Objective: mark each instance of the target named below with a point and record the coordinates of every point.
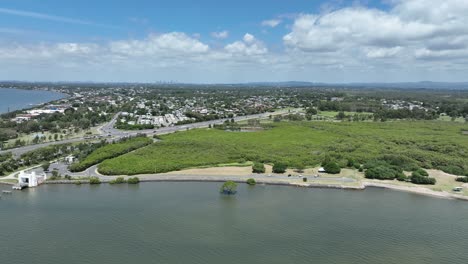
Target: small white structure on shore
(31, 179)
(70, 159)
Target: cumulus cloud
(410, 24)
(412, 40)
(171, 43)
(220, 35)
(248, 46)
(271, 23)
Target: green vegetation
(251, 181)
(258, 168)
(94, 180)
(110, 151)
(279, 167)
(134, 180)
(118, 180)
(332, 167)
(406, 145)
(229, 188)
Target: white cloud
(412, 40)
(271, 23)
(220, 35)
(174, 43)
(249, 38)
(248, 46)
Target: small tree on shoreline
(258, 167)
(229, 188)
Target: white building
(31, 179)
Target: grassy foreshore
(347, 180)
(427, 144)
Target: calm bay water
(192, 223)
(16, 99)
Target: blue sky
(233, 41)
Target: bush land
(110, 151)
(406, 145)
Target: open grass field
(429, 144)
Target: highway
(108, 131)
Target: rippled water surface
(15, 99)
(192, 223)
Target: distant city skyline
(209, 41)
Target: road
(110, 132)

About this exercise:
Every line above should be repeated exactly; pictures stay out of the copy.

Answer to this exercise:
Objective: mark each instance of the target named below with a point and record the coordinates of every point.
Target: small white structure on shore
(31, 179)
(70, 159)
Target: cumulus cloud
(410, 24)
(412, 40)
(171, 43)
(220, 35)
(248, 46)
(271, 23)
Target: green vegetation
(251, 181)
(258, 168)
(94, 180)
(110, 151)
(279, 167)
(134, 180)
(118, 180)
(332, 167)
(406, 145)
(229, 188)
Target: white cloud
(412, 40)
(271, 23)
(220, 35)
(174, 43)
(249, 38)
(248, 46)
Target: small tree on shoreline
(258, 167)
(229, 188)
Target: white building
(31, 179)
Target: grassy foreshore
(347, 180)
(427, 144)
Target: calm bay water
(192, 223)
(16, 99)
Target: blue sky
(233, 41)
Target: bush land
(110, 151)
(406, 145)
Target: open grass field
(429, 144)
Target: highway
(108, 131)
Target: rippled water surface
(15, 99)
(192, 223)
Target: distant city skyline
(209, 41)
Target: road
(110, 132)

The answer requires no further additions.